Traffic lights mean nothing to pedestrians (not to mention the cars themselves, or traffic police), and they are quite likely to  attempt a street-crossing at any point that suits their fancy paying no attention to the hordes of speeding, or attempting, if not yearning, to speed, cars.

The cars themselves are a rather hapless mixture of the very old, dating from way back in the fifties (these can often be found in the Damascene Countryside, and are usually not allowed entry into the City Center during the day, not unless one is willing to make quite a few contributions to the enhancement of the traffic police standards of living) to the most recent and luxurious top-of-the-line cars reserved (by the law of affordability, since there is a 300% luxury tax on imported cars, and all cars in Syria are imported) to government officials, rich merchants, and their extended families.

(As for diplomats, they usually get their cars from the Free Zone, and are, naturally, exempt from the payment of taxes).

The cars are expensive in Syria yes. But that does not mean the public transportation system is any good. In fact, it is virtually non-existing.

In the absence of any serious attempt by the government at  addressing the situation, certain entrepreneurs, not too scrupulous by western standards (or any decent standards for that matter), saw a window of opportunity for themselves in the situation and decided to make a quick buck. In fact, quite a few millions of them quick bucks.

Using a loophole  in a law of investment that came out in the early nineties (Law number 10 of 1991 to be exact), they imported thousands upon thousands of microbuses and sold them all over Syria, with most, naturally, going to Damascus. Since then, microbuses have become a regular item of Syria’s ever-growing list of imports.

The introduction of the microbuses did indeed help meet (but not necessarily satisfy) a very serious need in Damascus (and elsewhere). But it also created many new problems of its own, such as: traffic jams, a substantial increase in the number of deadly traffic accidents, and, last but not least, air and noise pollution.

The problem of air pollution, to be fair, predates the importation  of microbuses, and has much to do with all these factories getting built in the Damascene Countryside in the face of all existing prohibitive laws in this regard (See note on baksheesh above). Still, the kerosene-operated microbuses served to exacerbate an already bad situation.  Hundreds of people die every year in Damascus of pollution related problems, thousands across Syria (as diplomats working in Damascus could verify, however, this is a problem for those already predisposed to or suffering from pulmonary problems).

Back to our courageous and adventurous pedestrians (not to mention tourists).

Unsurprisingly, they bear along all the contradictions of the Damascene society. There are veiled women (and veils come in all different shapes, sizes, colors, and strictness), and unveiled women – dressed conservatively, casually, or even daringly, depending on the neighborhood.

There are men with long beards and ‘abayahs, men dressed in a way suggesting a rural background, and men in jeans and shirts, with some even donning pigtails.

And there are all manners of peddlers all over the place, some with their stuff exhibited all over the sidewalks (between the parked cars, that is, and sometimes using the cars as show cases), some pushing small carts, and some, mostly vegetable peddlers, dragging their mules and donkeys, riding on their horse-drawn carts, or working from the back of a Suzuki van. Why not?

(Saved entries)
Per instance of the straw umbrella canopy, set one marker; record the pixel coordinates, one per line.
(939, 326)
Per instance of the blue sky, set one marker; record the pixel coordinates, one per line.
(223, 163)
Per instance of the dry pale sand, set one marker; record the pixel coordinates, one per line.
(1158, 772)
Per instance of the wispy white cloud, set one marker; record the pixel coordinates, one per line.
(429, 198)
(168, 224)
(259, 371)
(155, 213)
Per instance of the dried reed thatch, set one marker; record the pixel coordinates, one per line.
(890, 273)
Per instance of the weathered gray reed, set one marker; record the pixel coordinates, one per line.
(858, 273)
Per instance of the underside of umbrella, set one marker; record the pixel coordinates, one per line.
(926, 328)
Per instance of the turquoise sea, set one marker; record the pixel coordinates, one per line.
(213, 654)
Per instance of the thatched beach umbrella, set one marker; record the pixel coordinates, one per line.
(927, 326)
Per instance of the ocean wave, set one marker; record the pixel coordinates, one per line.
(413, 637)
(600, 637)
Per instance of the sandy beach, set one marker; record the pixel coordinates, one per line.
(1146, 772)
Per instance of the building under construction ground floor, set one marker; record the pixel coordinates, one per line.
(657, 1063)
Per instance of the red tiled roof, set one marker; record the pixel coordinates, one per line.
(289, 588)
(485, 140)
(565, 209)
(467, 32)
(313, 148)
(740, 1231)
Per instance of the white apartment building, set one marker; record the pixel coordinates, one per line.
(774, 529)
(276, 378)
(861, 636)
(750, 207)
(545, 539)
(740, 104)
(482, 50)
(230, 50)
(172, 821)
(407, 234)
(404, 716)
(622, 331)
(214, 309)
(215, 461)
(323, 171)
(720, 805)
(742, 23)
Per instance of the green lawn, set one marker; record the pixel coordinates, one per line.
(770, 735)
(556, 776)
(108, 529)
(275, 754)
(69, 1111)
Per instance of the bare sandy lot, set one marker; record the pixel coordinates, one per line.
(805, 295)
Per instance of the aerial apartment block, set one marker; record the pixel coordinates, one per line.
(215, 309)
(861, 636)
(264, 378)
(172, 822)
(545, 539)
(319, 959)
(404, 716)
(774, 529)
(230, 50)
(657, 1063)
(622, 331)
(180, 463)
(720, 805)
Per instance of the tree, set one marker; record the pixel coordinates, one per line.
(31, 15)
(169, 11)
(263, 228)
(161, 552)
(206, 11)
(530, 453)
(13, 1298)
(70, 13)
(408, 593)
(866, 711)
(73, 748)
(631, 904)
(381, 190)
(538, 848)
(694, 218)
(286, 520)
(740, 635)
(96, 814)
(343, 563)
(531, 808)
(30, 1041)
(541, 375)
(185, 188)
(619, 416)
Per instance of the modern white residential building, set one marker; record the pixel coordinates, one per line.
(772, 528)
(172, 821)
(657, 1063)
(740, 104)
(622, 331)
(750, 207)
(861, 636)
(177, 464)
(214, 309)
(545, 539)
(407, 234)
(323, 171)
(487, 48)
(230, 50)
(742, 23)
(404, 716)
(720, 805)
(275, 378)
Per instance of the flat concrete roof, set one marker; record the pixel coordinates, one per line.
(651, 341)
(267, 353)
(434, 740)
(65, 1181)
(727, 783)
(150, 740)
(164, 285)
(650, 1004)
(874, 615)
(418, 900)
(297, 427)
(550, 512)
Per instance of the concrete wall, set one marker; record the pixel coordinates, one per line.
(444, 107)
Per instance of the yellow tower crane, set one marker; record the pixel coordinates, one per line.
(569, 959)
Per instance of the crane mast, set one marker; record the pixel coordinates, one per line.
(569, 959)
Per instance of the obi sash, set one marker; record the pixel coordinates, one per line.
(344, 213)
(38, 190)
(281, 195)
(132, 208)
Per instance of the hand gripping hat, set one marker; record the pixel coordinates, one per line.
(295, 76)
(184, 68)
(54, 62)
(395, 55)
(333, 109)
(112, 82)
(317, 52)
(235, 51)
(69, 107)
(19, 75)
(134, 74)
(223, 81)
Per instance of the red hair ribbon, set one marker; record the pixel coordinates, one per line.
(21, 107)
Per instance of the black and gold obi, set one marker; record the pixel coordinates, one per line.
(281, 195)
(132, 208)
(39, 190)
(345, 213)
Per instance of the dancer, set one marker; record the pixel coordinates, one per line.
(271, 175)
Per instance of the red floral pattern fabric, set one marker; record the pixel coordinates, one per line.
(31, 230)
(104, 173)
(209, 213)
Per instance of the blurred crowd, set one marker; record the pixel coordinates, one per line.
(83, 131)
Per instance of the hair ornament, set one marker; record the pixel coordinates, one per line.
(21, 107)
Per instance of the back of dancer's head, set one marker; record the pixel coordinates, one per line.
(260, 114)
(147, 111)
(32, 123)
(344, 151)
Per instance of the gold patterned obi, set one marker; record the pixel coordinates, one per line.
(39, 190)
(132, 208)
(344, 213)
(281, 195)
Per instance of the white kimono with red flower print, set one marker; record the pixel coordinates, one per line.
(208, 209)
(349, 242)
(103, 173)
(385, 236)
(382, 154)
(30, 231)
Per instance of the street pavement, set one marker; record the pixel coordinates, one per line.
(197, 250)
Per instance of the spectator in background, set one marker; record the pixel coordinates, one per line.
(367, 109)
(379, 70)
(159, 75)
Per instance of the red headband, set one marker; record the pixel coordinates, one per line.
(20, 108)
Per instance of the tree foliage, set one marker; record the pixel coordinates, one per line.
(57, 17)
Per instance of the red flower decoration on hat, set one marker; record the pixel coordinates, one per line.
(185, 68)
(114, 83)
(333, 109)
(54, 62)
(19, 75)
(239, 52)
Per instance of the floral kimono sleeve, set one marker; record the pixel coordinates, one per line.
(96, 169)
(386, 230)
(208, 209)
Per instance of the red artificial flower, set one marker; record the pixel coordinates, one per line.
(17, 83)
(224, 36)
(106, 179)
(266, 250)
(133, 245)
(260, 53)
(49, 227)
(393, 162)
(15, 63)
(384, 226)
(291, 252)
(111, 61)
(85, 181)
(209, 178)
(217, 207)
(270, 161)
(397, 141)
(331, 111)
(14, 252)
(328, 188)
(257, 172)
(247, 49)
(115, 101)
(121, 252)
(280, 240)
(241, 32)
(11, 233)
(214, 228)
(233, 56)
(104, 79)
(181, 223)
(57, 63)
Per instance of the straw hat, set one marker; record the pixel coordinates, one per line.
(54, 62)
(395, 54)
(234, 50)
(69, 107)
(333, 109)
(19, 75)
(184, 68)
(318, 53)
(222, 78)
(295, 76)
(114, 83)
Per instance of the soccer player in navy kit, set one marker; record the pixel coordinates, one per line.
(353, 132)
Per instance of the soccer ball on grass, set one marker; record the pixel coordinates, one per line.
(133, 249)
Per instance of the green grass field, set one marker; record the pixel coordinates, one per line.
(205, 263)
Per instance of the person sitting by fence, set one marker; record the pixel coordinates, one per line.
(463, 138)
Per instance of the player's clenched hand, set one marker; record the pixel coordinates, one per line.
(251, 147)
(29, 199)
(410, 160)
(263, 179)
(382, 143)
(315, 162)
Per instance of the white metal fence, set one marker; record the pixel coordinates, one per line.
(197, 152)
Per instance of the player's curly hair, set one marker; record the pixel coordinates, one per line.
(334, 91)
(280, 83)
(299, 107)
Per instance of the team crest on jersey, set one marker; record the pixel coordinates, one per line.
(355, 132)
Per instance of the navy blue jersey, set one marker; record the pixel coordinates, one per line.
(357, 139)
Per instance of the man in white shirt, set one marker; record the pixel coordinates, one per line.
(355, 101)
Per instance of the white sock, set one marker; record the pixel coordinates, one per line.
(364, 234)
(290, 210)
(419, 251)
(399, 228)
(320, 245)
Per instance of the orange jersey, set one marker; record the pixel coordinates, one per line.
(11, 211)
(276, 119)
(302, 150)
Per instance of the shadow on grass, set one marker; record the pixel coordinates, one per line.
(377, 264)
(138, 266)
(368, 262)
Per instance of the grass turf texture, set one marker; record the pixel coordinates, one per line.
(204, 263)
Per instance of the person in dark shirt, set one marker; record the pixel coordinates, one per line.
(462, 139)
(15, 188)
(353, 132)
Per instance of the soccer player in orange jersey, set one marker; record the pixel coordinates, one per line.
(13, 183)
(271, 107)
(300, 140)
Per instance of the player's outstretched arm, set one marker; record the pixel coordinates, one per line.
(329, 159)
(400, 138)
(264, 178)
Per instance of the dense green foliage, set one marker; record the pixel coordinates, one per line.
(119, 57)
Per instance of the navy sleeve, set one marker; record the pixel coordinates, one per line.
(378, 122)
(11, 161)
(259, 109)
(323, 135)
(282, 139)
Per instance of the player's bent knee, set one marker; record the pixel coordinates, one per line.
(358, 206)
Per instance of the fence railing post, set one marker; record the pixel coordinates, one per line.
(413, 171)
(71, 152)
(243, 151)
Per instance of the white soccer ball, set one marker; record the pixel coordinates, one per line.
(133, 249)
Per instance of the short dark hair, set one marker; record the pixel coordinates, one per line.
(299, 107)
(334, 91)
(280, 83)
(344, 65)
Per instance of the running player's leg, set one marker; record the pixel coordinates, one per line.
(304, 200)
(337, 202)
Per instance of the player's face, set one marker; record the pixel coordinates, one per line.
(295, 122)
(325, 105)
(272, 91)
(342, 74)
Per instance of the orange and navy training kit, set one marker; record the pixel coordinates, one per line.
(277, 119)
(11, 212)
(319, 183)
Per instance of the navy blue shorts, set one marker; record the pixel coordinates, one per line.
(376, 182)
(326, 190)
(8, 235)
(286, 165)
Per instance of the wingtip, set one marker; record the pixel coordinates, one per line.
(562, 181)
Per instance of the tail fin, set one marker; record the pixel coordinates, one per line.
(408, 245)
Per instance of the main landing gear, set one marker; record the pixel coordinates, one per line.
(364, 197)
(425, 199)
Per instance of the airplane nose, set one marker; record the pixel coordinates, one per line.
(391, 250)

AIM >>
Pick up the passage on Damascus street life where it stops, and write what comes next.

WRITTEN REPLY >>
The amazing thing, though, is that, despite all this diversity of peoples, and despite the hard economic times, violent crime is a very rare occurrence in this city (and this country), and one, gender notwithstanding, can walk down the streets at any time, day or night, and still feel safe.

This is in part due to the omnipresence of security people in the streets. On the other hand, Arab culture, historically speaking, has shown itself to be incompatible with violent organized crime. Arabs have simply sought and developed different avenues for violence (throwing stones at Israeli soldiers in defense of one’s homeland and struggling for its independence not being one).

Nonviolent  crime, however, is quite prevalent so much so that not much imagination need be involved. Its occurrence is accepted you see (you really should review that remark on baksheesh above, if only for the hell of it, the literal hell of it), and its prevalence can be explained by the old Damascene saying: “The Protector is himself the Thief” (see what I mean?)

At the marketplace:

There is one major rule for dealing in the Damascene marketplace – haggling. If one does not haggle, with all the impunity in the world, one will, with all the certainty in the world, be screwed. That is part of the culture, part of the game, part of the fun and adventure of life in Damascus (“Come to us o ye heavy-laden tourists, we shall give you rest.”).

To haggle, then, is to live. For haggling regulates one’s relationship with his fellow citizen, on the one hand, and his relationship with God, on the other. Moreover, to haggle helps the seller get through his dreary day, and the buyer preserve as much as possible of his meager salary (not to mention dignity. Yeah really, let’s not mention that).

When it comes to foodstuffs, however, haggling ceases to be a necessity. Foodstuffs are not expensive in Syria, and once a stable relationship is established with a certain seller, or a peddler, the possibility of cheating is dramatically decreased. One simply does not cheat his regular customers (not unless one is a cretin of course, but then, cretins in Syria have long stopped peddling vegetables and are currently working for the government brown-nosing their way to glory).

Still, one has to take under consideration the fact that the prices of foodstuffs vary from one neighborhood to the other depending on affluence.

Relationships:

Relationships are difficult in this country, and not simply by western standards (you guys have it easy over there, and I should know, I have been there).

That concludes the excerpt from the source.